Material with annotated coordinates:
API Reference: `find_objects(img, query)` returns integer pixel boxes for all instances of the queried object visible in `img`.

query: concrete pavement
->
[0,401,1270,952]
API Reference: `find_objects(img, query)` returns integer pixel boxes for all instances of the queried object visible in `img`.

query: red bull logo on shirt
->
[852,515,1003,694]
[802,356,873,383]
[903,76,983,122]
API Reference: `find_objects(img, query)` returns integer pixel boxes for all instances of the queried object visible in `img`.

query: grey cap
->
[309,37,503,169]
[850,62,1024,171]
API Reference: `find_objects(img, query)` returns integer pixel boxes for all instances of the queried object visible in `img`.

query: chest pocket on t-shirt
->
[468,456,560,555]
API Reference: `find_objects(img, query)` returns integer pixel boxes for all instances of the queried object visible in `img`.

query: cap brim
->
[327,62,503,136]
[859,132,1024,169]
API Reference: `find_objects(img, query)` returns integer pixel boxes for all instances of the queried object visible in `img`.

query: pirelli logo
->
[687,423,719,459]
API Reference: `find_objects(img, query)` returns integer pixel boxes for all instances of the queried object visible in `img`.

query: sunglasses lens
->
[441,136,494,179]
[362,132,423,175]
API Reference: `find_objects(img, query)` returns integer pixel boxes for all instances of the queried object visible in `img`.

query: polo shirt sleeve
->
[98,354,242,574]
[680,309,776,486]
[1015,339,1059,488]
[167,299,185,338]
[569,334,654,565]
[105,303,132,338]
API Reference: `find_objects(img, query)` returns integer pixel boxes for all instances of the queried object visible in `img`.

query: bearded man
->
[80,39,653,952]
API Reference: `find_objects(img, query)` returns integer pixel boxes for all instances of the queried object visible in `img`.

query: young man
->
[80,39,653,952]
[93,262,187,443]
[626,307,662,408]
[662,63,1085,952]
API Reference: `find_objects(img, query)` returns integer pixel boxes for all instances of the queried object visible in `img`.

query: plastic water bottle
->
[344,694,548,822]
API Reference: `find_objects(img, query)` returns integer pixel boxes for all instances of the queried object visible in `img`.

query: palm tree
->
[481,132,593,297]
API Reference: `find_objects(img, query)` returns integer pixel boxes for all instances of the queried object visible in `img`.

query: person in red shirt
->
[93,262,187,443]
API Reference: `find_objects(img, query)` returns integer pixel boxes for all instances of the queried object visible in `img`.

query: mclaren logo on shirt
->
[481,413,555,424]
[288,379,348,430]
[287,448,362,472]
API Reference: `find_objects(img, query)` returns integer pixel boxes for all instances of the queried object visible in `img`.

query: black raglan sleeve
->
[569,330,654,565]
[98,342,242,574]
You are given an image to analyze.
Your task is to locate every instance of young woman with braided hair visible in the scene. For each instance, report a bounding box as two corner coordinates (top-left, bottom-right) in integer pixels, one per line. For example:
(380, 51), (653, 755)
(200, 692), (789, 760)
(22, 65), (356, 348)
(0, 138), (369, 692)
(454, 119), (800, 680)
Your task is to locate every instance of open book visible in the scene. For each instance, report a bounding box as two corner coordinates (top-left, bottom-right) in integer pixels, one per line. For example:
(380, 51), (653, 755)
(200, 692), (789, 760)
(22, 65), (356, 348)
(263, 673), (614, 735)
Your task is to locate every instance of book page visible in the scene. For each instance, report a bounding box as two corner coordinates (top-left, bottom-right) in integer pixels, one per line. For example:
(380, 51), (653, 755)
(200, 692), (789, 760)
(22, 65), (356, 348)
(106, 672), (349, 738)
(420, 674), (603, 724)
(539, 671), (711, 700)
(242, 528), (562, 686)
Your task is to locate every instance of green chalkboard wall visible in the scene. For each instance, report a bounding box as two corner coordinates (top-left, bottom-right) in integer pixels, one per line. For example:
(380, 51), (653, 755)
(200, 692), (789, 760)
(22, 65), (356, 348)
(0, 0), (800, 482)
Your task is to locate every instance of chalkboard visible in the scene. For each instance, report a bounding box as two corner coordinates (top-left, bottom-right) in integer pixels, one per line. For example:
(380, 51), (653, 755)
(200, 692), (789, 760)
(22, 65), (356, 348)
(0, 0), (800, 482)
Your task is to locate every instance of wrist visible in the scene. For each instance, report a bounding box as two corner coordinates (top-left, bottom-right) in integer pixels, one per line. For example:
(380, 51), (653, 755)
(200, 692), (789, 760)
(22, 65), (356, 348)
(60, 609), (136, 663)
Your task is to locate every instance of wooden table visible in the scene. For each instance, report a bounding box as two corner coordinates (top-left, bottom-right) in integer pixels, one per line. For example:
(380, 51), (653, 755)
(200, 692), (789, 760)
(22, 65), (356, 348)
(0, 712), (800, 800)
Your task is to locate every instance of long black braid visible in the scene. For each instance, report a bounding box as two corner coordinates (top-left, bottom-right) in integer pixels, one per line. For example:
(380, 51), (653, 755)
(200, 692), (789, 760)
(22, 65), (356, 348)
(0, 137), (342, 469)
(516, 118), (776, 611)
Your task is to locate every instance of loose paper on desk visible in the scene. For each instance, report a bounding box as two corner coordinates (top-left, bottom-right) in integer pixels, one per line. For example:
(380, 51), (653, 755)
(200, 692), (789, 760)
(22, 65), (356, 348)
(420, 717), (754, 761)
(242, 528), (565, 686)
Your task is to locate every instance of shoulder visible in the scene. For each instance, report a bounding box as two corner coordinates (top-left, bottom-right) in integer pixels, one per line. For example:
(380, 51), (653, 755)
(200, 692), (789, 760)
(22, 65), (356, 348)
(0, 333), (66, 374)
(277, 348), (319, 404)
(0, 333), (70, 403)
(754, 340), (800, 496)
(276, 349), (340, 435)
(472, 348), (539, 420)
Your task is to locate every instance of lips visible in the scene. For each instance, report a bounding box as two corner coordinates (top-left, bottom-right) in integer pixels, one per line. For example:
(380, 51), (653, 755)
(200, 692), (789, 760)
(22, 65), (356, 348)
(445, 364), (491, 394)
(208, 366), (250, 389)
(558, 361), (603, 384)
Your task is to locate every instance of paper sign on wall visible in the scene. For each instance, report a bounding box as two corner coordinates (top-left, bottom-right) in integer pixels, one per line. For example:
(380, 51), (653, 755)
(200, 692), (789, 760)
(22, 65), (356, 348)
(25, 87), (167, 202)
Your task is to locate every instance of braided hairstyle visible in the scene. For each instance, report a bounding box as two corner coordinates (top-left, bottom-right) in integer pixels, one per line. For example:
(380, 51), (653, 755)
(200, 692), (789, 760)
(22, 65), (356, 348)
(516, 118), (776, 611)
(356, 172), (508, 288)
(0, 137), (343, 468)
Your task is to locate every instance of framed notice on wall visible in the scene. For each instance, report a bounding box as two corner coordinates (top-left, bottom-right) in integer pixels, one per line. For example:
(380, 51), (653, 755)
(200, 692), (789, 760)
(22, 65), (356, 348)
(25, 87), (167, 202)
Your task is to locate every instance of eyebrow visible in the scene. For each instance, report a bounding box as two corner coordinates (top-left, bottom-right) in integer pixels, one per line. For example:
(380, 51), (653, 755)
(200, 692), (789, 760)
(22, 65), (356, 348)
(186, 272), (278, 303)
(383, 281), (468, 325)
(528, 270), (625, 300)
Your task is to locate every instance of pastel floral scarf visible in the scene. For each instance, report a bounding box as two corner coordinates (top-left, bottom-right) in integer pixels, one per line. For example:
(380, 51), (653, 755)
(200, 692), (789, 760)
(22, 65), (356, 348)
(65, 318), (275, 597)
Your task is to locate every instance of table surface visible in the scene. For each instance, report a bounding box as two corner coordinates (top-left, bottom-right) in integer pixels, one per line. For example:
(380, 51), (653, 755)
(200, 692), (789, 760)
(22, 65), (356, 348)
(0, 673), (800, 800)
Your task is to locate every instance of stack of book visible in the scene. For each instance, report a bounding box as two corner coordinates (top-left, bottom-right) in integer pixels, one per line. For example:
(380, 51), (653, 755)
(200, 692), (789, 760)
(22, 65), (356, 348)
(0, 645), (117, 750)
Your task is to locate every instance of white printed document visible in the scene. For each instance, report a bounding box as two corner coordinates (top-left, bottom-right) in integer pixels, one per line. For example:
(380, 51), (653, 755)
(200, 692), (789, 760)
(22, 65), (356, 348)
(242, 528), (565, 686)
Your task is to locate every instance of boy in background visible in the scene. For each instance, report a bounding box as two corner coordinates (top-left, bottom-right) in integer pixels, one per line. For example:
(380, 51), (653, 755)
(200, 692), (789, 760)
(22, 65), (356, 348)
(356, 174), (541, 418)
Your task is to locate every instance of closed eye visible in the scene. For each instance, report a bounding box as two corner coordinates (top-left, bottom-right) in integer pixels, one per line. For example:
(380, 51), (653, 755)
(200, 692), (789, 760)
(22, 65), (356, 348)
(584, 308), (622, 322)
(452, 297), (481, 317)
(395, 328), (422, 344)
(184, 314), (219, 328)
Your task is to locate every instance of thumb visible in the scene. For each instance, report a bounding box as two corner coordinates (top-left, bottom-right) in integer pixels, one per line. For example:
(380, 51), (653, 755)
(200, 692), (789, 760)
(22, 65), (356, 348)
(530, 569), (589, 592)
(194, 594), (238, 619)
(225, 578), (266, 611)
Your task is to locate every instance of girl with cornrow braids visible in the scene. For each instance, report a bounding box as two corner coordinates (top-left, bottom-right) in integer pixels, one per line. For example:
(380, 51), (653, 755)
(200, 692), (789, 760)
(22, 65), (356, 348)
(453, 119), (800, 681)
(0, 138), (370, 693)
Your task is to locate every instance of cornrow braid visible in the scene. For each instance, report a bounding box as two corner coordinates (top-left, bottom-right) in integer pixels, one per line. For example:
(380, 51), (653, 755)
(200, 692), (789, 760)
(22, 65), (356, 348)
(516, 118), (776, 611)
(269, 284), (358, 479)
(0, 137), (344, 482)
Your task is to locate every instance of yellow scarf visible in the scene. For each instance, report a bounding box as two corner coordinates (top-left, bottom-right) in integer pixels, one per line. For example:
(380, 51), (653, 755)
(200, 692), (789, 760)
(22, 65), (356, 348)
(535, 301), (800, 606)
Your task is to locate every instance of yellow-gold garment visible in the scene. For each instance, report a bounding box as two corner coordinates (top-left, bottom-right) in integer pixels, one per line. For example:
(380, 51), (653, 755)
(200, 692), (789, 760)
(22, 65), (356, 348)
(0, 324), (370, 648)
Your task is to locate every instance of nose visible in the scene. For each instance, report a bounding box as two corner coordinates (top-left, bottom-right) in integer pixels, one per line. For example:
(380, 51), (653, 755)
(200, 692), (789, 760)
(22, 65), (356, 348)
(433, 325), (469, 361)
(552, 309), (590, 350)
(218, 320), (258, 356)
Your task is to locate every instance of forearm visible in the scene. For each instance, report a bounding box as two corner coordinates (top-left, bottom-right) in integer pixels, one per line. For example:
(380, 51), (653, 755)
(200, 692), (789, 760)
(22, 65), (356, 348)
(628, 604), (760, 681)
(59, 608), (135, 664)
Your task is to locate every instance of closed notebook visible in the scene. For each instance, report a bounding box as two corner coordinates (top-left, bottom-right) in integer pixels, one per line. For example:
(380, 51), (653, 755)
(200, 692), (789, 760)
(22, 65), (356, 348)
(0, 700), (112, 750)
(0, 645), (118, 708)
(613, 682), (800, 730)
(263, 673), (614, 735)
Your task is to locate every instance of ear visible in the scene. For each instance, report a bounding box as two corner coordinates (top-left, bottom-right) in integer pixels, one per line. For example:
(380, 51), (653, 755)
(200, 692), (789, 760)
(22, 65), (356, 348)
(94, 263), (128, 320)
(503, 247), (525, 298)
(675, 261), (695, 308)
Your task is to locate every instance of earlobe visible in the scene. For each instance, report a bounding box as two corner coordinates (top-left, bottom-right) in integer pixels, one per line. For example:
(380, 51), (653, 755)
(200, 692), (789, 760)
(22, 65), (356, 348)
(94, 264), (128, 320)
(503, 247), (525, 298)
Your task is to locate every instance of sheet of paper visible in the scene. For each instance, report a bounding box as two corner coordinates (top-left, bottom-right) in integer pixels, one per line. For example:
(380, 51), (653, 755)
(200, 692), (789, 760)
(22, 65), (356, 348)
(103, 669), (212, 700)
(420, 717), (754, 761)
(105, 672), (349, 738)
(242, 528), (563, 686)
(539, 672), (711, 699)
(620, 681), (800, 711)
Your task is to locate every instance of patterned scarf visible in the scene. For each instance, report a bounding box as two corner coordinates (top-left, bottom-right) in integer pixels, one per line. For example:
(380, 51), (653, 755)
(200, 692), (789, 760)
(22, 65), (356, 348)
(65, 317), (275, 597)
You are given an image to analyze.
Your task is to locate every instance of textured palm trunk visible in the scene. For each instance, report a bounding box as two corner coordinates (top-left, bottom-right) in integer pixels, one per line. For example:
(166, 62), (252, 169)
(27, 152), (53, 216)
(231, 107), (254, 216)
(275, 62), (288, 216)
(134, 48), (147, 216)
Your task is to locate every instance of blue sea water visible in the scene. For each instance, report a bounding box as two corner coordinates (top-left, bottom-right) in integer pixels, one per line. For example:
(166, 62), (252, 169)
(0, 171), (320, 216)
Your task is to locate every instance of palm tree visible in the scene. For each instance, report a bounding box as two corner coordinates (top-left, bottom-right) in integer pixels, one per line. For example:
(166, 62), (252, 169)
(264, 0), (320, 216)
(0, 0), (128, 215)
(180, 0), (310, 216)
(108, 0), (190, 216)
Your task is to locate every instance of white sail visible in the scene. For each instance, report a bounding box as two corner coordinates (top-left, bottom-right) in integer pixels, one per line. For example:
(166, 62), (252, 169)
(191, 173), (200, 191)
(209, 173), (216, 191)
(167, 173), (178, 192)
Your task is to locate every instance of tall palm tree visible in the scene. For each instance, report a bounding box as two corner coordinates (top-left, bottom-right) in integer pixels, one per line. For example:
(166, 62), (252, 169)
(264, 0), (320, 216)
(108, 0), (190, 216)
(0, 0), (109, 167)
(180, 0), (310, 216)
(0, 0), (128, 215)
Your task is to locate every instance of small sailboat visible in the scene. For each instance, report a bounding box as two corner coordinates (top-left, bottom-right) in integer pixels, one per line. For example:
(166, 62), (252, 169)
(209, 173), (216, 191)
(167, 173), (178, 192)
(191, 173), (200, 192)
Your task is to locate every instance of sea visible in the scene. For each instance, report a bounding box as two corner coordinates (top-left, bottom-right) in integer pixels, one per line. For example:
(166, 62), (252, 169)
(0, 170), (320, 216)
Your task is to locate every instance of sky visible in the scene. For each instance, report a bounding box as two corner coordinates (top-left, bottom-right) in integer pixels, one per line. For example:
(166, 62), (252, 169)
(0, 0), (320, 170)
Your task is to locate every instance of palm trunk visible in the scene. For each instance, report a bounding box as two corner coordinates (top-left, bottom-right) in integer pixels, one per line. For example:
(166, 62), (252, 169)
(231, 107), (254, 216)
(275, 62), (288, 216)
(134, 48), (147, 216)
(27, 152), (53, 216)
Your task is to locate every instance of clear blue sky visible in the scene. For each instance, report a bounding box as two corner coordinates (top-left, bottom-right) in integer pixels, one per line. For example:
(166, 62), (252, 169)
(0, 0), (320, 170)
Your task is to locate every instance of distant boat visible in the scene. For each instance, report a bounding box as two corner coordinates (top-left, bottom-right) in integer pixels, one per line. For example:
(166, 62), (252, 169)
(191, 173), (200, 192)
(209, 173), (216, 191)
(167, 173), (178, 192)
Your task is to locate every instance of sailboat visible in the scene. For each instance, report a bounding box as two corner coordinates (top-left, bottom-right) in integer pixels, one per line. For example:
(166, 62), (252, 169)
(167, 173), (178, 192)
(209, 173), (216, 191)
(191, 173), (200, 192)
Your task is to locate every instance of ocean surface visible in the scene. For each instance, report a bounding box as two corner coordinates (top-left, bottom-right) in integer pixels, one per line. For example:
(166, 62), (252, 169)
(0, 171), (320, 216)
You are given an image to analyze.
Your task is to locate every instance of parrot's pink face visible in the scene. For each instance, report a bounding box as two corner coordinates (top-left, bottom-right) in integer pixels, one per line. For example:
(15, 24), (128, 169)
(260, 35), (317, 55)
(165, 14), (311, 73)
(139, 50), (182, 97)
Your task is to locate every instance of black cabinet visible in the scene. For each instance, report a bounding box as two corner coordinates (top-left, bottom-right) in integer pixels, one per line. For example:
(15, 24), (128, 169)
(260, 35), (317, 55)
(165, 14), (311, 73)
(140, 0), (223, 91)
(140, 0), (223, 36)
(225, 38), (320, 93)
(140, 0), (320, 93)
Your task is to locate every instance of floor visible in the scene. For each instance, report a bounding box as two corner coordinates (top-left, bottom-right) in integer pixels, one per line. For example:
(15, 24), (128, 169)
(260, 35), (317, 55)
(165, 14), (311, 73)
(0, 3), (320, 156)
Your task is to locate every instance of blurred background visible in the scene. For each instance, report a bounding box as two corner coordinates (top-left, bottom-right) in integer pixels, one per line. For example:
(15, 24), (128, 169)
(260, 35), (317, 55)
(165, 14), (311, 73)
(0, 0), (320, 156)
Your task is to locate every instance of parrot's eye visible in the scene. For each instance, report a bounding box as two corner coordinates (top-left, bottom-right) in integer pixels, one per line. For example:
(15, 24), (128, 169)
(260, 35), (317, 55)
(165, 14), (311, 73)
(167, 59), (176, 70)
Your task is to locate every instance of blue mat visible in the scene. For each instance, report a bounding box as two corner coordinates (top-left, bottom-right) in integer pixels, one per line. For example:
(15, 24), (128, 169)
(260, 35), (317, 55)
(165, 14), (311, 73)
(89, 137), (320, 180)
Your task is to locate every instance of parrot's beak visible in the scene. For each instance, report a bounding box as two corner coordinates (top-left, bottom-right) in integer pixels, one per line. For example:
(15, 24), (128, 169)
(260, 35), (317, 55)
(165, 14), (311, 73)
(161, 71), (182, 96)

▶ REQUIREMENTS:
Put the lines of the material into a JSON list of strings, one string per line, leaving out any blank lines. Begin at the line containing "Your task is to locate every instance of sailboat" and stop after the line containing "(0, 3), (320, 156)".

▶ SOLUTION TO THIS TASK:
[
  "Your task is to locate every instance of sailboat visible in the scene. For each instance, report a bounding box as two corner coordinates (top-left, bottom-right) in integer pixels, one per line. For example:",
  "(166, 62), (252, 169)",
  "(167, 173), (178, 192)",
  "(209, 173), (216, 191)",
  "(191, 173), (200, 192)",
  "Your task is to locate every instance of ocean surface visible in the scene. For each instance, report a bounding box as two corner coordinates (top-left, bottom-right) in integer pixels, one per line. For example:",
  "(166, 62), (252, 169)",
  "(0, 171), (320, 216)",
  "You are given an image to analyze.",
  "Your task is to locate every instance of parrot's pink face visible in the scene. For each instance, report a bounding box as two corner coordinates (top-left, bottom-right) in integer pixels, one per line. For example:",
  "(15, 24), (128, 169)",
  "(260, 35), (317, 55)",
  "(165, 14), (311, 73)",
  "(139, 50), (182, 97)",
  "Your task is to locate every instance of black cabinet visible in the scene. For each instance, report a bounding box as two corner coordinates (top-left, bottom-right) in integer pixels, one per line. For example:",
  "(15, 24), (128, 169)",
  "(260, 35), (317, 55)",
  "(165, 14), (311, 73)",
  "(140, 0), (223, 91)",
  "(140, 0), (223, 36)",
  "(225, 38), (320, 93)",
  "(140, 0), (320, 93)",
  "Your task is to locate every instance of floor visible in the scene. For each instance, report a bounding box as two corner coordinates (top-left, bottom-right) in integer pixels, one per line. For example:",
  "(15, 24), (128, 169)",
  "(260, 35), (317, 55)",
  "(165, 14), (311, 73)",
  "(0, 3), (320, 156)"
]